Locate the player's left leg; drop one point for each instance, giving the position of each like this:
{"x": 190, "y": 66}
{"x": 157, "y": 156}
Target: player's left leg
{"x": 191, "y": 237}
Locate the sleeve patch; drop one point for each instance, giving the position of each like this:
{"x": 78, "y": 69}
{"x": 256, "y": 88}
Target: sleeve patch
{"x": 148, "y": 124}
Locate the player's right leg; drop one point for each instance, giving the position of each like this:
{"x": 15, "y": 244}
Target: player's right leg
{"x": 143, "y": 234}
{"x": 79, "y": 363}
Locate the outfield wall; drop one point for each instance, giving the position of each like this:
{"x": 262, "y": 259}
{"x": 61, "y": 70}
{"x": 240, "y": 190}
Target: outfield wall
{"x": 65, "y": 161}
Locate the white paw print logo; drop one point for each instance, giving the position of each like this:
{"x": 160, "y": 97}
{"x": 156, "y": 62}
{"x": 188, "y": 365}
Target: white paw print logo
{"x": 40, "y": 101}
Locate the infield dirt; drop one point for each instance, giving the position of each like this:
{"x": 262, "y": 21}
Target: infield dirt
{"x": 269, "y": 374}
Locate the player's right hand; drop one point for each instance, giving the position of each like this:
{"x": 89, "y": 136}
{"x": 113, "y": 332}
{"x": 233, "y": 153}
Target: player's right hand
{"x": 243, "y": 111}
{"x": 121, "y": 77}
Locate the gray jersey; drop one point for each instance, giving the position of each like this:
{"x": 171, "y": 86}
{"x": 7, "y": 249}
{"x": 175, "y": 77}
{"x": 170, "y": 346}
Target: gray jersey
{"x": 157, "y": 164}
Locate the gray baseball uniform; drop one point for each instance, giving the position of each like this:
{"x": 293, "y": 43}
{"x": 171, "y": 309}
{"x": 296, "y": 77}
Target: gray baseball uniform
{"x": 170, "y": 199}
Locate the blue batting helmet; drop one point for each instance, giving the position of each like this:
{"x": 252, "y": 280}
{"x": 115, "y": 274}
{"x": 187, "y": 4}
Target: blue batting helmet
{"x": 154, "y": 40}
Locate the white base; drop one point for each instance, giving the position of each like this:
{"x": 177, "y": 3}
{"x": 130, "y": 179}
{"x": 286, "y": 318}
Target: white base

Instructions to follow
Repeat the data above. Change nothing.

Solution for this exercise
Locate the player's left leg; drop one point for each instance, giving the position of each like this:
{"x": 190, "y": 66}
{"x": 157, "y": 156}
Target: player's left leg
{"x": 191, "y": 237}
Locate the sleeve patch; drop one point for each instance, giving the position of each like this:
{"x": 78, "y": 69}
{"x": 256, "y": 88}
Target: sleeve patch
{"x": 148, "y": 124}
Locate the player's right leg; drop one point for each instance, giving the position of each like this:
{"x": 15, "y": 244}
Target: player's right leg
{"x": 143, "y": 234}
{"x": 79, "y": 363}
Locate the outfield wall; drop one point for each instance, giving the position of each like this:
{"x": 262, "y": 259}
{"x": 61, "y": 70}
{"x": 240, "y": 190}
Target: outfield wall
{"x": 65, "y": 161}
Locate the white paw print logo; drop one point for each instance, giving the position of each like this:
{"x": 160, "y": 97}
{"x": 156, "y": 62}
{"x": 188, "y": 365}
Target: white paw print logo
{"x": 40, "y": 101}
Locate the infield dirt; drop one point for each instance, giving the position of each like this:
{"x": 262, "y": 21}
Target: infield dirt
{"x": 269, "y": 374}
Locate the player's right hand; drop one point for each instance, giving the position of each like this:
{"x": 89, "y": 136}
{"x": 113, "y": 332}
{"x": 233, "y": 153}
Target: player's right hand
{"x": 243, "y": 111}
{"x": 121, "y": 77}
Locate the gray jersey; drop one point for each instance, giving the position of each like this:
{"x": 171, "y": 86}
{"x": 7, "y": 249}
{"x": 175, "y": 77}
{"x": 170, "y": 346}
Target: gray jersey
{"x": 157, "y": 164}
Locate the gray baseball uniform; drop one point for each instance, giving the position of each like this:
{"x": 293, "y": 43}
{"x": 171, "y": 309}
{"x": 296, "y": 77}
Target: gray baseball uniform
{"x": 170, "y": 199}
Locate the blue batting helmet; drop one point for each instance, giving the position of each like this:
{"x": 252, "y": 280}
{"x": 115, "y": 274}
{"x": 187, "y": 4}
Target: blue batting helmet
{"x": 154, "y": 40}
Locate the white base; drop one point for each instance, giving the position of each like this:
{"x": 177, "y": 3}
{"x": 130, "y": 179}
{"x": 286, "y": 318}
Target: white base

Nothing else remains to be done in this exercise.